─── Material for this task

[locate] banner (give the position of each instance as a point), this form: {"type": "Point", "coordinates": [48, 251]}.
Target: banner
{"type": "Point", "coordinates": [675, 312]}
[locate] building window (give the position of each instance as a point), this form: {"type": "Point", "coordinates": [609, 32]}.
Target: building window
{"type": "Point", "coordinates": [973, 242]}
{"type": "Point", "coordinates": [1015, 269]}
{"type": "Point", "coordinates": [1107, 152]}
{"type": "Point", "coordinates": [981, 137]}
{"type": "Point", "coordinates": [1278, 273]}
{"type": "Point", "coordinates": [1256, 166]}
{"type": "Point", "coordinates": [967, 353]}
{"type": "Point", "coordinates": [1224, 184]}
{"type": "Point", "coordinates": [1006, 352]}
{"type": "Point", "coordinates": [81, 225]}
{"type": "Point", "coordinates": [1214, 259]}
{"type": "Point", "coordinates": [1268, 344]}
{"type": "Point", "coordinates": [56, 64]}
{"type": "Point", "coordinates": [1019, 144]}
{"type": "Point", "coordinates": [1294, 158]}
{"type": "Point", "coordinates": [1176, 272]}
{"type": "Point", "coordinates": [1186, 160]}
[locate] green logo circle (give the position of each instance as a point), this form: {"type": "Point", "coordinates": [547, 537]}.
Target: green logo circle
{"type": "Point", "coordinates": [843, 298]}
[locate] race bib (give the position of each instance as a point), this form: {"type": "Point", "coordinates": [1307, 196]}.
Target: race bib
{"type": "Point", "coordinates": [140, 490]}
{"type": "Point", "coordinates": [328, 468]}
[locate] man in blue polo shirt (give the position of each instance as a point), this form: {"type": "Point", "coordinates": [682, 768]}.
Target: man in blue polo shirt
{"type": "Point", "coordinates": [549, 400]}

──────

Transcribe exactly, and only, the lines that extend from the one containing "[locate] building window" to the end of the records above, inclusive of both.

• _Task answer_:
[locate] building window (give the position of each instance as a point), this form: {"type": "Point", "coordinates": [609, 32]}.
Target: building window
{"type": "Point", "coordinates": [973, 242]}
{"type": "Point", "coordinates": [1015, 269]}
{"type": "Point", "coordinates": [1107, 152]}
{"type": "Point", "coordinates": [981, 137]}
{"type": "Point", "coordinates": [1278, 273]}
{"type": "Point", "coordinates": [1256, 166]}
{"type": "Point", "coordinates": [967, 353]}
{"type": "Point", "coordinates": [1224, 184]}
{"type": "Point", "coordinates": [1006, 352]}
{"type": "Point", "coordinates": [81, 225]}
{"type": "Point", "coordinates": [1214, 259]}
{"type": "Point", "coordinates": [1268, 344]}
{"type": "Point", "coordinates": [56, 64]}
{"type": "Point", "coordinates": [1019, 144]}
{"type": "Point", "coordinates": [1294, 158]}
{"type": "Point", "coordinates": [1176, 272]}
{"type": "Point", "coordinates": [1186, 160]}
[locate] green logo circle (give the position of each instance as a point), this form: {"type": "Point", "coordinates": [547, 537]}.
Target: green logo circle
{"type": "Point", "coordinates": [843, 298]}
[locate] race bib (give the position of each instance as a point), this form: {"type": "Point", "coordinates": [1307, 196]}.
Target: race bib
{"type": "Point", "coordinates": [140, 490]}
{"type": "Point", "coordinates": [328, 468]}
[locate] man in blue polo shirt (give the position of each instance as a point), this form: {"type": "Point", "coordinates": [682, 768]}.
Target: man in blue polo shirt
{"type": "Point", "coordinates": [549, 400]}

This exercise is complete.